● **What is expected**
Word for word, set down the entries below.

──────── Given data

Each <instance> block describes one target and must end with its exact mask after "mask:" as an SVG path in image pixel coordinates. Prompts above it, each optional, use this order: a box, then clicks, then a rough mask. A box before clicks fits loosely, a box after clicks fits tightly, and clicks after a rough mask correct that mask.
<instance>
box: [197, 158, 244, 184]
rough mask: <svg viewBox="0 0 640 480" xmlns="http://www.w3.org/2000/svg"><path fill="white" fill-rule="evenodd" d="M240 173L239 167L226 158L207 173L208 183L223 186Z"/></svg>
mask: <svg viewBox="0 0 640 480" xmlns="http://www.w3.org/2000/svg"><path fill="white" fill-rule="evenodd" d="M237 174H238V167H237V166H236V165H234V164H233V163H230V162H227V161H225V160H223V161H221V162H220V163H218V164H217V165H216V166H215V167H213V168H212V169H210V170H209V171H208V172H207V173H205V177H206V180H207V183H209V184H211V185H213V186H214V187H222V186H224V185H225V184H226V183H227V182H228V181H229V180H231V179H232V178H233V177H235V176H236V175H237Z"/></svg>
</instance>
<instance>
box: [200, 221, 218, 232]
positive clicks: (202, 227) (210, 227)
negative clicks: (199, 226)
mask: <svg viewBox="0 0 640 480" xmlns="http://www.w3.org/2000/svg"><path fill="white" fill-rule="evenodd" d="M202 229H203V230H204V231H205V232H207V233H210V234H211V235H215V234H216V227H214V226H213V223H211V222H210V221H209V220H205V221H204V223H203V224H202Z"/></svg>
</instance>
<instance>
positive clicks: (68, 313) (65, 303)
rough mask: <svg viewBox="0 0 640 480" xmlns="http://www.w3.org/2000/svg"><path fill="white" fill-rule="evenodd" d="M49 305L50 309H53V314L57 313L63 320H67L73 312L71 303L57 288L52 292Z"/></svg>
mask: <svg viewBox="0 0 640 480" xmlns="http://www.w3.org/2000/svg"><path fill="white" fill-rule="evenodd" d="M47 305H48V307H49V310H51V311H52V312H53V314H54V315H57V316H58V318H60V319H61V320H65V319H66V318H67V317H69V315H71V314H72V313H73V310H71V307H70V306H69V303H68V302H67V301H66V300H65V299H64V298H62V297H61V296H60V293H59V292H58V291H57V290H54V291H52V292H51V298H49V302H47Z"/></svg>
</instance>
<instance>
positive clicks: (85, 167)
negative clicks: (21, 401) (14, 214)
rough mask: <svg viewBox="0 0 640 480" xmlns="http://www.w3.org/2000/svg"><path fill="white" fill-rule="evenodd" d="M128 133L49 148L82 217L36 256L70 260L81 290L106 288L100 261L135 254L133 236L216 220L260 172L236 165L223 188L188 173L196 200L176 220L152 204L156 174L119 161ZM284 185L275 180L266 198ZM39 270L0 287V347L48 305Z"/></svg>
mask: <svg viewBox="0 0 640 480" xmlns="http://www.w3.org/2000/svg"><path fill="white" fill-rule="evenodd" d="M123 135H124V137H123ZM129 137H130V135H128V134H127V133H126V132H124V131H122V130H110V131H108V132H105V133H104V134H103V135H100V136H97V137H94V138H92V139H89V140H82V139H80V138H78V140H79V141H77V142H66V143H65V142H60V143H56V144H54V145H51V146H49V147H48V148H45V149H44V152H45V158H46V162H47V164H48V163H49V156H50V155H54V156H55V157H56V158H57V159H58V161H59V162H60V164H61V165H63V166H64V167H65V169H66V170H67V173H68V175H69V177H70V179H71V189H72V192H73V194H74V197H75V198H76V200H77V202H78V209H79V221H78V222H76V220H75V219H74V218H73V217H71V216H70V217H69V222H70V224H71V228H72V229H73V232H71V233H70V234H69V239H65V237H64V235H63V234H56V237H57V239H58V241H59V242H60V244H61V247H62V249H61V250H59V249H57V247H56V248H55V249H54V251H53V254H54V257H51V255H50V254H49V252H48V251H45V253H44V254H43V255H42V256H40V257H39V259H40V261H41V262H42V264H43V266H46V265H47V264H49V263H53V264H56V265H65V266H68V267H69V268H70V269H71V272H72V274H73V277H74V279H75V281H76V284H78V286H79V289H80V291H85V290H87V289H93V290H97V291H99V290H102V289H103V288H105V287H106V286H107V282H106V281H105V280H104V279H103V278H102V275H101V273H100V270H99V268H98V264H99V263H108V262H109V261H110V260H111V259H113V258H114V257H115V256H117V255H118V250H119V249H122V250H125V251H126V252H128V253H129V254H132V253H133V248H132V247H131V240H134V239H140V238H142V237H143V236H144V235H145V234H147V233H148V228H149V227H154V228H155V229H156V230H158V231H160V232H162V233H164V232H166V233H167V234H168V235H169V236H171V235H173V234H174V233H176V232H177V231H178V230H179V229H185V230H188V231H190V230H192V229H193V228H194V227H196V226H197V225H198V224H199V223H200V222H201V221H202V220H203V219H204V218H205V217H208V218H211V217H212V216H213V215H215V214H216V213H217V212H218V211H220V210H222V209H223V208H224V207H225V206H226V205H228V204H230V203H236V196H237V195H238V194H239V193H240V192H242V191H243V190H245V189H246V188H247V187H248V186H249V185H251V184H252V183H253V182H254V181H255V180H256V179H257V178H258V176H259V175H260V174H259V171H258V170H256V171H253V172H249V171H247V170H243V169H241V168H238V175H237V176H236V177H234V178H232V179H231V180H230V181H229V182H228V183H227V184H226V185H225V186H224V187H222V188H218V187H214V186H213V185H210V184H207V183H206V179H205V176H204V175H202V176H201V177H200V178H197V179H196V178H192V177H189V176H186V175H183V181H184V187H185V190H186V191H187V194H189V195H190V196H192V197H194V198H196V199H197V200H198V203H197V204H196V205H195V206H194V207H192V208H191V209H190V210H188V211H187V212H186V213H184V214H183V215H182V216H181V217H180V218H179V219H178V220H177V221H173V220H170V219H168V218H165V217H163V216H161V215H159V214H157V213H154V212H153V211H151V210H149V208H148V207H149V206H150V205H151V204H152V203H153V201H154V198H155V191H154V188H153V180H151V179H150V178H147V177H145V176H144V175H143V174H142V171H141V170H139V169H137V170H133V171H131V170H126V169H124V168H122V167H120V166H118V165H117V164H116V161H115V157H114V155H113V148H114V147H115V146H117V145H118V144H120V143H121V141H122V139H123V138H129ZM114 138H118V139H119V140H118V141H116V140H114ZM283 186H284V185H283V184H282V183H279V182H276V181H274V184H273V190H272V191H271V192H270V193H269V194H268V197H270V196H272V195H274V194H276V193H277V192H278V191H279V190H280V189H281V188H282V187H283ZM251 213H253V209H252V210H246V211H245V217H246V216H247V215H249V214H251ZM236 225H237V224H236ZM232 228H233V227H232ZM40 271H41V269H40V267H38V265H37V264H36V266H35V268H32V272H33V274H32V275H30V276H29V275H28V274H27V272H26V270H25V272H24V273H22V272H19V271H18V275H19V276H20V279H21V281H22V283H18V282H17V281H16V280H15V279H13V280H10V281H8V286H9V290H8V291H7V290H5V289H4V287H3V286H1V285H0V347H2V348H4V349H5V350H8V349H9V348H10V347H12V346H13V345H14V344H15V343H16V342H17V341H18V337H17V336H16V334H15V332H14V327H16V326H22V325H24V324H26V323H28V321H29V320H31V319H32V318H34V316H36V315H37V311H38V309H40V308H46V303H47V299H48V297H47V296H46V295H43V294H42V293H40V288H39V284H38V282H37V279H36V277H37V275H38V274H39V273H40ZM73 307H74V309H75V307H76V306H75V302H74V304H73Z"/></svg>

────────────────

● **Answer section**
Each <instance> block describes one target and must end with its exact mask after "mask:" as an SVG path in image pixel coordinates. Prompts above it, each optional, use this order: a box, then clicks, then a rough mask. A box before clicks fits loosely, a box after clicks fits tightly, and clicks after a rough mask correct that mask.
<instance>
box: [197, 158, 244, 184]
rough mask: <svg viewBox="0 0 640 480" xmlns="http://www.w3.org/2000/svg"><path fill="white" fill-rule="evenodd" d="M240 173L239 167L226 158L207 173L208 183L223 186Z"/></svg>
mask: <svg viewBox="0 0 640 480" xmlns="http://www.w3.org/2000/svg"><path fill="white" fill-rule="evenodd" d="M237 174H238V167H237V166H236V165H234V164H233V163H230V162H227V161H225V160H223V161H221V162H220V163H218V164H217V165H216V166H215V167H213V168H212V169H210V170H209V171H208V172H207V173H205V177H206V180H207V183H209V184H211V185H213V186H214V187H222V186H224V185H225V184H226V183H227V182H228V181H229V180H231V179H232V178H233V177H235V176H236V175H237Z"/></svg>
</instance>
<instance>
box: [200, 221, 218, 232]
positive clicks: (202, 227) (210, 227)
negative clicks: (199, 226)
mask: <svg viewBox="0 0 640 480" xmlns="http://www.w3.org/2000/svg"><path fill="white" fill-rule="evenodd" d="M202 229H203V230H204V231H205V232H207V233H210V234H211V235H215V234H216V227H214V226H213V223H211V222H210V221H209V220H205V221H204V223H203V224H202Z"/></svg>
</instance>
<instance>
positive clicks: (68, 313) (65, 303)
rough mask: <svg viewBox="0 0 640 480" xmlns="http://www.w3.org/2000/svg"><path fill="white" fill-rule="evenodd" d="M49 305L50 309H53V314L57 313L63 320H67L73 312L71 303L57 288L52 292Z"/></svg>
mask: <svg viewBox="0 0 640 480" xmlns="http://www.w3.org/2000/svg"><path fill="white" fill-rule="evenodd" d="M47 305H48V307H49V310H51V311H52V312H53V314H54V315H57V316H58V318H60V319H61V320H65V319H66V318H67V317H69V315H71V314H72V313H73V310H71V307H70V306H69V303H68V302H67V301H66V300H65V299H64V298H62V297H61V296H60V293H59V292H58V291H57V290H54V291H52V292H51V298H49V302H47Z"/></svg>
</instance>
<instance>
positive clicks: (85, 167)
negative clicks: (21, 401) (14, 214)
rough mask: <svg viewBox="0 0 640 480" xmlns="http://www.w3.org/2000/svg"><path fill="white" fill-rule="evenodd" d="M128 133L49 148L82 217L36 256L70 260L81 290L106 288L100 261L135 254L133 236L216 220L260 172L236 165L223 188L188 173L196 200L176 220L152 204L156 174L119 161ZM284 185L275 180L266 198ZM39 270L0 287V347L48 305Z"/></svg>
mask: <svg viewBox="0 0 640 480" xmlns="http://www.w3.org/2000/svg"><path fill="white" fill-rule="evenodd" d="M123 135H124V137H123ZM129 137H130V135H128V134H127V133H126V132H124V131H122V130H110V131H108V132H105V133H104V134H103V135H100V136H97V137H94V138H92V139H89V140H82V139H80V138H78V140H79V141H77V142H66V143H65V142H60V143H56V144H54V145H51V146H49V147H48V148H45V149H44V152H45V158H46V162H47V164H48V163H49V156H50V155H54V156H55V157H56V158H57V159H58V161H59V162H60V164H61V165H63V166H64V167H65V169H66V170H67V173H68V175H69V177H70V179H71V189H72V192H73V194H74V197H75V198H76V200H77V202H78V209H79V221H78V222H76V220H75V219H74V218H73V217H71V216H70V217H69V222H70V224H71V228H72V229H73V232H71V233H70V234H69V239H65V237H64V235H63V234H56V237H57V239H58V241H59V242H60V244H61V247H62V249H61V250H59V249H57V247H56V248H55V249H54V251H53V254H54V257H51V255H50V254H49V252H48V251H45V253H44V254H43V255H42V256H40V257H39V259H40V261H41V262H42V264H43V266H46V265H47V264H49V263H53V264H56V265H65V266H68V267H69V268H70V269H71V272H72V274H73V277H74V279H75V281H76V284H78V286H79V289H80V291H85V290H87V289H93V290H97V291H99V290H102V289H103V288H105V287H106V286H107V282H106V281H105V280H104V279H103V278H102V275H101V273H100V270H99V268H98V264H99V263H108V262H109V261H110V260H111V259H113V258H114V257H115V256H117V255H118V250H119V249H122V250H125V251H126V252H128V253H129V254H132V253H133V248H132V247H131V240H134V239H140V238H142V237H143V236H144V235H145V234H147V233H148V228H149V227H154V228H155V229H156V230H158V231H160V232H162V233H164V232H166V233H167V234H168V235H169V236H171V235H173V234H174V233H176V232H177V231H178V230H179V229H185V230H188V231H190V230H192V229H193V228H194V227H196V226H197V225H198V224H199V223H200V222H201V221H202V220H203V219H204V218H205V217H208V218H211V217H212V216H213V215H215V214H216V213H217V212H218V211H220V210H222V209H223V208H224V207H225V206H226V205H228V204H230V203H236V196H237V195H238V194H239V193H240V192H242V191H243V190H245V189H246V188H247V187H248V186H249V185H251V184H252V183H253V182H254V181H255V180H256V179H257V178H258V176H259V175H260V174H259V171H258V170H256V171H253V172H249V171H247V170H243V169H241V168H238V175H237V176H236V177H234V178H232V179H231V180H230V181H229V182H228V183H227V184H226V185H225V186H224V187H222V188H218V187H214V186H213V185H210V184H207V183H206V179H205V176H204V175H202V176H201V177H200V178H197V179H196V178H192V177H189V176H186V175H183V181H184V187H185V190H186V191H187V194H189V195H190V196H192V197H194V198H196V199H197V200H198V203H197V204H196V205H195V206H194V207H192V208H191V209H190V210H188V211H187V212H186V213H184V214H183V215H182V216H181V217H180V218H179V219H178V220H177V221H173V220H170V219H168V218H165V217H163V216H161V215H159V214H157V213H154V212H153V211H151V210H149V208H148V207H149V206H150V205H151V204H152V203H153V201H154V198H155V191H154V188H153V180H151V179H150V178H147V177H145V176H144V175H143V174H142V171H141V170H139V169H137V170H133V171H131V170H126V169H124V168H122V167H120V166H118V165H117V164H116V161H115V157H114V155H113V148H114V147H115V146H117V145H118V144H120V143H121V141H122V139H123V138H129ZM114 138H118V139H119V140H118V141H116V140H114ZM283 186H284V185H283V184H282V183H279V182H276V181H274V184H273V190H272V191H271V192H270V193H269V194H268V197H270V196H272V195H274V194H276V193H277V192H278V191H279V190H280V189H281V188H282V187H283ZM251 213H253V209H252V210H246V211H245V217H246V216H247V215H249V214H251ZM236 225H237V224H236ZM232 228H233V227H232ZM40 271H41V269H40V267H38V265H37V264H36V266H35V268H32V272H33V274H32V275H30V276H29V275H28V274H27V272H26V270H25V272H24V273H22V272H19V271H18V275H19V276H20V279H21V281H22V283H18V282H17V281H16V280H15V279H13V280H10V281H8V286H9V290H8V291H7V290H5V289H4V287H3V286H1V285H0V347H2V348H4V349H5V350H8V349H9V348H10V347H12V346H13V345H14V344H15V343H16V342H17V341H18V337H17V336H16V334H15V332H14V327H16V326H22V325H24V324H26V323H28V321H29V320H31V319H32V318H34V316H36V315H37V311H38V309H40V308H46V303H47V299H48V297H47V296H46V295H43V294H42V293H40V288H39V284H38V282H37V279H36V277H37V275H38V274H39V273H40ZM73 307H74V309H75V307H76V306H75V302H74V304H73Z"/></svg>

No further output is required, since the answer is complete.